◆ Direction: Reproduce every item below word for word, leaving out the pictures.

[Supplied data start]

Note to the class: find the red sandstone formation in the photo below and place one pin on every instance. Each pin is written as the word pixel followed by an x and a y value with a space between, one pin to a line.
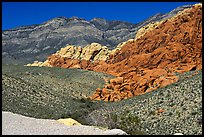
pixel 149 62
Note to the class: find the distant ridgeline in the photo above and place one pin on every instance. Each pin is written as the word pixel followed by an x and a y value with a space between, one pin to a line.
pixel 27 44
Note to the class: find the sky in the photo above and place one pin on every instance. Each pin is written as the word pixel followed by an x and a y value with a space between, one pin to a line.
pixel 16 14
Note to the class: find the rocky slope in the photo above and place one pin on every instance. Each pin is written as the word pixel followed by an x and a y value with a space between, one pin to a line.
pixel 26 44
pixel 53 93
pixel 149 61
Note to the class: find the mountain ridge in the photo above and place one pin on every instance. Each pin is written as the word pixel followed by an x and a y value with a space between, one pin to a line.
pixel 36 42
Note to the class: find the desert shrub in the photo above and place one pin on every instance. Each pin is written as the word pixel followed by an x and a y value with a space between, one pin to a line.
pixel 126 121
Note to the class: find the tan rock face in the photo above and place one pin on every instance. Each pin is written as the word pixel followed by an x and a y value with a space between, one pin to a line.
pixel 148 62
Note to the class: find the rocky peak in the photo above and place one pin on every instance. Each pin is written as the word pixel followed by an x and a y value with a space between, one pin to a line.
pixel 56 22
pixel 146 63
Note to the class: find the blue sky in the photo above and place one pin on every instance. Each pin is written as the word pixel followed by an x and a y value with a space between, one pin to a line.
pixel 27 13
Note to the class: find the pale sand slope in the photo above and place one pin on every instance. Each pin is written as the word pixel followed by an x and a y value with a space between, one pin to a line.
pixel 15 124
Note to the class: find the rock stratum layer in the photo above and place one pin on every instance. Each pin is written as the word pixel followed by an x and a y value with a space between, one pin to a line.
pixel 145 63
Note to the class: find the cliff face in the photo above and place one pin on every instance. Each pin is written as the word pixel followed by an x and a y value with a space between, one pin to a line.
pixel 150 61
pixel 26 44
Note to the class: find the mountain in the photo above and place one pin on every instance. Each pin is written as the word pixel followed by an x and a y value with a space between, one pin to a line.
pixel 143 64
pixel 26 44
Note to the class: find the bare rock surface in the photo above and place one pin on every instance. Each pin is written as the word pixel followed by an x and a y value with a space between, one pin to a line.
pixel 14 124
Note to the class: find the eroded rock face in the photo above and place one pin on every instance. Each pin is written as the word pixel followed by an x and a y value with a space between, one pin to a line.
pixel 148 62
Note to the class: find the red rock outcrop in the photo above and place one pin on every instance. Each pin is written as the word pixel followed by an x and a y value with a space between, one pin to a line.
pixel 148 62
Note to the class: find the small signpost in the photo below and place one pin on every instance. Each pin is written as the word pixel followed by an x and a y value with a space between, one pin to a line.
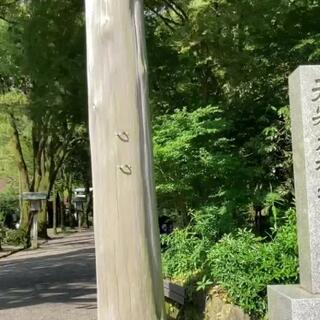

[Supplied data end]

◆ Exercise output:
Note to the class: find the red sandstone formation in the photo below and place one pin on every instance. Each pin is written as the word pixel followed by an x and a y value with a space between, one pin to a line.
pixel 149 62
Note to the class: find the distant ridgeline in the photo above and place one pin on every instance. Each pin is written as the word pixel followed by an x and a y value with a space between, one pin to a line.
pixel 27 44
Note to the class: find the sky in the photo above and place one pin on every instance. Each pin is written as the word pixel followed by an x and a y value with a space between, one pin to a line.
pixel 16 14
Note to the class: find the rocky slope in the photo above and place one pin on every instance. Each pin is written as the word pixel followed by an x and a y value with a space between, one pin to a line.
pixel 26 44
pixel 53 93
pixel 149 61
Note to the class: find the mountain ridge in the photo above and place one pin on every instance. Each pin is written as the word pixel followed by an x and a y value with a space between, one pin to a line.
pixel 36 42
Note to the class: find the desert shrub in the photo above and place one pin on every instance. Each pin is written as the word pixel followed by an x and a y value with a space between, one pin to a line.
pixel 126 121
Note to the class: find the tan rock face in the photo above and place one pin on every instance. Each pin is written as the word pixel followed by an x and a y value with a space between, one pin to a line.
pixel 148 62
Note to the class: find the rocky peak in the photo above and place one pin on every instance. Each pin is written as the word pixel followed by an x and a y value with a space between, one pin to a line.
pixel 56 22
pixel 146 63
Note to the class: find the blue sky in the photo above and place one pin on every instance. Each pin is written as the word pixel followed by an x and a y value with a space between, one pin to a line.
pixel 27 13
Note to the class: find the pale sand slope in the photo above and place one pin on every instance. Each pin is written as the word pixel followed by an x and a y value with a space between, one pin to a line.
pixel 15 124
Note to the class: find the rock stratum layer in the photo above and place one pin on every instance. Each pin is written as the word pixel followed by an x and a y value with a space between, one pin to a line.
pixel 145 63
Note to the class: find the cliff face in the photo above and place one pin on every instance. Each pin is written as the word pixel followed by an x and a y value with a space between, one pin to a line.
pixel 150 61
pixel 26 44
Note to the class: find the mountain in the photo above and place one pin on every instance. Each pin is written as the word pixel followed by an x and a y value with a space between, one pin to a line.
pixel 143 64
pixel 26 44
Note to the class: find the bare rock surface in the photo above and place one pin on every instance. Each pin is written as the word pixel followed by an x and a y value with a space between, one pin to a line.
pixel 14 124
Note to the class: find the eroded rock face in the photo above and place one pin on every instance. Each pin is written as the word pixel followed by an x and a y value with a space between, one pin to a line.
pixel 148 62
Note to the class: find the red rock outcrop in the photo above and place one pin on every instance. Each pin is written as the word pixel followed by an x and a y value with a space between, one pin to a line.
pixel 148 62
Note to the class: find the small signpost in the photo below and place one pin on every instance. Each pin is written as the word pixel followed by an x and a y value with a space between, one pin to a line.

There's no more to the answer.